─── Excerpted records ───
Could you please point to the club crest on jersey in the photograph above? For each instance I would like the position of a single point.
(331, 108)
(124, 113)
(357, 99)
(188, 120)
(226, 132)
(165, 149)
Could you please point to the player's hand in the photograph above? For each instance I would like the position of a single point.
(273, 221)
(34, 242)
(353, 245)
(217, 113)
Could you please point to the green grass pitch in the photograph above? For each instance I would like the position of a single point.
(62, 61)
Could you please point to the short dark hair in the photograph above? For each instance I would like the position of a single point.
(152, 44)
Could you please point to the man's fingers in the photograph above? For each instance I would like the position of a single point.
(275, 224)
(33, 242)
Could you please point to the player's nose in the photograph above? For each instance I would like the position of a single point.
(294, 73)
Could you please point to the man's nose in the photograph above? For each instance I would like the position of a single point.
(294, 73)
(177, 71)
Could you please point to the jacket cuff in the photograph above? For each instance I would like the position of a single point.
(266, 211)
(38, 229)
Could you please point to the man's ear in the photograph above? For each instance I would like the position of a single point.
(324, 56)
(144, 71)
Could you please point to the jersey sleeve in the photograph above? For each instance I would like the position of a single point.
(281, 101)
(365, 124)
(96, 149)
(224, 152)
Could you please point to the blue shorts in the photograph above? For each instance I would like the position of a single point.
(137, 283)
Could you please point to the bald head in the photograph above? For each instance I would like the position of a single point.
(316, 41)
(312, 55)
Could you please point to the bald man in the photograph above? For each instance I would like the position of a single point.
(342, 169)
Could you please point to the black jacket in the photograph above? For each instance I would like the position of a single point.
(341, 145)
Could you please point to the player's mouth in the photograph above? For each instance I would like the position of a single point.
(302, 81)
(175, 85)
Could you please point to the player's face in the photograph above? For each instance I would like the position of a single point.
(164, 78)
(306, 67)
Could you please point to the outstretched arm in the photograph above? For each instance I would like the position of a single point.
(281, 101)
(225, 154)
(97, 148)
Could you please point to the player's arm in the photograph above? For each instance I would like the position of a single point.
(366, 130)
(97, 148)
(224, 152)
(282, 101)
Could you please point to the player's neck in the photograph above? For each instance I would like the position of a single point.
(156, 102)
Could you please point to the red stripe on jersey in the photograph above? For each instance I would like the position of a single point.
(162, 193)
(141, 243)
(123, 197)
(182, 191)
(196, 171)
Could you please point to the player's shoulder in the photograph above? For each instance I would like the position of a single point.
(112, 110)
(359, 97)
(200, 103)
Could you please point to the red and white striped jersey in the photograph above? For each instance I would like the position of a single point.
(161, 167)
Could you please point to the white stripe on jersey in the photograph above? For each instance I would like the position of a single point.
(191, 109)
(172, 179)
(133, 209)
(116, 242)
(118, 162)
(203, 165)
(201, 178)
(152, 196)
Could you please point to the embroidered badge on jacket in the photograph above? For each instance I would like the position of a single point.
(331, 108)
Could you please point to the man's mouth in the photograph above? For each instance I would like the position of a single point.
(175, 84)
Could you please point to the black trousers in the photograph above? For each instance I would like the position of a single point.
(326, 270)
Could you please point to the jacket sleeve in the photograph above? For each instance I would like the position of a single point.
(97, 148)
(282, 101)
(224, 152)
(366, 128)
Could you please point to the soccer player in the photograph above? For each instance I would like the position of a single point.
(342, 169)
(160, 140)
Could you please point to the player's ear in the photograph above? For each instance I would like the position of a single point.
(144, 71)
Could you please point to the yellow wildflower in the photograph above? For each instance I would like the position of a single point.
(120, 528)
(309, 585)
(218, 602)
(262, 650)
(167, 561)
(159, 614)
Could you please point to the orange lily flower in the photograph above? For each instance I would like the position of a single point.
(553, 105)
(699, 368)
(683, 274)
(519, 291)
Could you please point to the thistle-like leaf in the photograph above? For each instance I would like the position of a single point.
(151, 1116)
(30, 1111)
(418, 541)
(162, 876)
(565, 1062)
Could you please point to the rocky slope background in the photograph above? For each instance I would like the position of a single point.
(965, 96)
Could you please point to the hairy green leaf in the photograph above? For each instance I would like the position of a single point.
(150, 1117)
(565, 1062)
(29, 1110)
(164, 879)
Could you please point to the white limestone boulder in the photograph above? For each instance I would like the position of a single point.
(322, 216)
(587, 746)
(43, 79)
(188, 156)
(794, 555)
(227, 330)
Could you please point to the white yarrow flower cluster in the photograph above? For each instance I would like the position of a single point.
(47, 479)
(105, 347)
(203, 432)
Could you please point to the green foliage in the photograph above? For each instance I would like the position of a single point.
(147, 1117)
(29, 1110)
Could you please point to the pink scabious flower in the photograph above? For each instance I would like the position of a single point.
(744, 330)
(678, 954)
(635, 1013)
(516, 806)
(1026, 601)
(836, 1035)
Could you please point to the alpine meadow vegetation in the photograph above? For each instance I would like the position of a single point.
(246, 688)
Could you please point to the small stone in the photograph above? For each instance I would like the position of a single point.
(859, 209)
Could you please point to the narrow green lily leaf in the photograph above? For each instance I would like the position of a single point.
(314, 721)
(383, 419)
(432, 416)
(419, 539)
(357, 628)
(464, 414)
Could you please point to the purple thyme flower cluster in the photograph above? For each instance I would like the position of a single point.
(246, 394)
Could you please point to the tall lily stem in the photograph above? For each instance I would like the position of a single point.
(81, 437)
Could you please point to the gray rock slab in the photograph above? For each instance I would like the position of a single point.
───
◆ Problem to solve ◆
Render as a JSON list of strings, one string per line and with blank lines omitted, only the lines running from the one that contains "Could you please point to the hairy" through the end of the records above, both ends included.

◆ Complete response ◆
[
  "Could you please point to the hairy green leaf in the photograph above? For each instance I would like the position of a single point.",
  "(150, 1117)",
  "(565, 1062)",
  "(29, 1110)",
  "(164, 879)",
  "Could you please point to the white limestone boulder in the photograph above? For each instance I would like the position of a single point.",
  "(322, 216)",
  "(587, 746)",
  "(43, 79)",
  "(188, 156)",
  "(794, 555)",
  "(227, 330)",
  "Could you please point to the white yarrow flower cluster in the photograph above? For each instance I would like the position of a single point.",
  "(47, 479)",
  "(105, 347)",
  "(203, 432)",
  "Could you please point to the green foliage in the photograph above? For each instance I would like the position of a single point.",
  "(147, 1117)",
  "(29, 1110)",
  "Could you please point to the pink scabious flower in the photograph above? For each instance I would like the position of a single point.",
  "(744, 330)",
  "(678, 954)",
  "(635, 1013)",
  "(516, 806)",
  "(1026, 601)",
  "(836, 1035)",
  "Could you please point to the alpine meadow vegetation in the photograph above? For each instance I would like the position of a single point.",
  "(246, 688)",
  "Could you please point to the small stone in the photograph above? For each instance I would like the position of a single point.",
  "(859, 209)",
  "Could you please point to the narrow green lily leaf in the photograph above? For each instance I would like the position of a single point.",
  "(314, 721)",
  "(383, 419)",
  "(432, 416)",
  "(419, 539)",
  "(357, 628)",
  "(464, 414)",
  "Could you please point to the purple thyme flower cluster in the photograph above? For each instance I would like the position of a single point.",
  "(246, 394)",
  "Could you please point to the tall lily stem in the photograph above? For each instance I would like the position of a single point.",
  "(81, 437)",
  "Could you please point to the gray rock slab in the photograph above? For each instance I would like the position of a single point."
]